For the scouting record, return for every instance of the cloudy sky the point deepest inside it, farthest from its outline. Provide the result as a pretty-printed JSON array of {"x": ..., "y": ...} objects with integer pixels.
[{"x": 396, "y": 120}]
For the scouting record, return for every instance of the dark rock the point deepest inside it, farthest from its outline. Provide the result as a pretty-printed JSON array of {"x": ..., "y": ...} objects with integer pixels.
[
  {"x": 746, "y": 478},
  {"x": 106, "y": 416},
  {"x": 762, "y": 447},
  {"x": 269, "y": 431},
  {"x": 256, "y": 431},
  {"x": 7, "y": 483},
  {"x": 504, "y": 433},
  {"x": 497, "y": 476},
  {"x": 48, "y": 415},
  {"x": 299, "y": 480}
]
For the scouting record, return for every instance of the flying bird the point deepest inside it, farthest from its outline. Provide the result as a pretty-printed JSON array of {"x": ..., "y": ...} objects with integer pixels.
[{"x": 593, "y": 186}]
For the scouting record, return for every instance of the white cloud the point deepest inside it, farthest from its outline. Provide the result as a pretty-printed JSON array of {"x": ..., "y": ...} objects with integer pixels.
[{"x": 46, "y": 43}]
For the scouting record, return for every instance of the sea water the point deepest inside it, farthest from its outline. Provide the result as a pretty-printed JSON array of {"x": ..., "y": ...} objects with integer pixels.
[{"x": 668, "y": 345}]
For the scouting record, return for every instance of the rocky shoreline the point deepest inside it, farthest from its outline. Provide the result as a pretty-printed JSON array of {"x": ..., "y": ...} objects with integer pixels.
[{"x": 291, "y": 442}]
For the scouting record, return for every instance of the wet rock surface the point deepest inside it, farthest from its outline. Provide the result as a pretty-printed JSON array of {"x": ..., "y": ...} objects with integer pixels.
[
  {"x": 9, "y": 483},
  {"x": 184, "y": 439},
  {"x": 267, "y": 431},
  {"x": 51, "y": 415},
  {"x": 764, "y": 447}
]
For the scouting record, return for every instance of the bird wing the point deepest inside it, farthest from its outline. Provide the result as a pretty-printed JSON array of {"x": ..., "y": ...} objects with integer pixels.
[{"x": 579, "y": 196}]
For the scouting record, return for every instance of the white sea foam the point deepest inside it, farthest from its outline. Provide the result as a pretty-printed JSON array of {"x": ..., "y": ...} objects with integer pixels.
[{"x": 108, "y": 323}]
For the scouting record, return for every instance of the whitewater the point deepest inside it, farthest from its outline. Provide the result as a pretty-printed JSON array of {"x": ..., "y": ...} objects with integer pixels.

PROBLEM DETAILS:
The entries above are to be retyped exactly.

FINISHED EXERCISE:
For the scouting record, return for every instance of the cloudy sky the point deepest inside it, farthest from its outline. Provide the result as a pretty-printed JSON array of {"x": ..., "y": ...} objects with integer pixels.
[{"x": 396, "y": 120}]
For the scouting record, return for every instance of the dark rock the point deepest inside it, farthest from its outline. Provide the result as a pretty-printed JSON array of {"x": ..., "y": ...} objects with integer pixels.
[
  {"x": 746, "y": 478},
  {"x": 106, "y": 416},
  {"x": 762, "y": 447},
  {"x": 269, "y": 431},
  {"x": 256, "y": 431},
  {"x": 7, "y": 483},
  {"x": 504, "y": 433},
  {"x": 497, "y": 476},
  {"x": 48, "y": 415},
  {"x": 299, "y": 480}
]
For the scouting record, return for every instance of the flying bird the point deepest inside it, farthest from its outline. Provide the result as a pretty-printed JSON array of {"x": ..., "y": ...} objects with integer pixels.
[{"x": 593, "y": 186}]
For the scouting record, return for every instance of the white cloud the point deepest inside it, farthest from its outline. Provide the result as a pretty-printed JSON array of {"x": ..., "y": ...} objects with integer pixels.
[{"x": 46, "y": 43}]
For the scouting record, return for every instance of the sea water the point deepest inside it, farthest from its outline. Provide the result as a pretty-printed JSON array of {"x": ..., "y": ...} objects with integer pixels.
[{"x": 668, "y": 345}]
For the scouting record, return for every instance of the rocky shoreline the point deepest inside it, farthest from its outline. Provide the result as a pretty-printed JSON array of {"x": ..., "y": ...} objects with integer pixels.
[{"x": 291, "y": 442}]
For the scouting record, return for every instance of the wet rock surface the point deepest inside it, farthest from its outline. Provide the result as a pretty-printed JSON array of {"x": ..., "y": ...} objects with integer pixels.
[
  {"x": 9, "y": 483},
  {"x": 184, "y": 439},
  {"x": 267, "y": 431},
  {"x": 51, "y": 415},
  {"x": 764, "y": 447}
]
For the scouting record, return for every instance of the bird wing the point deepest inside it, farthest from its outline. Provide the result as a pretty-printed JSON array of {"x": ..., "y": ...} objects with integer pixels.
[{"x": 579, "y": 196}]
For the scouting record, return for every instance of the white sea foam the point deepest inside it, farthest from its outline. Provide the result as a pretty-printed JSON array of {"x": ..., "y": ...} objects with integer pixels.
[{"x": 108, "y": 323}]
For the scouting record, return for every instance of the whitewater the point deepest inside it, farthest from its outline. Provide the result as a pretty-printed JSON array of {"x": ..., "y": ...} objects with integer pixels.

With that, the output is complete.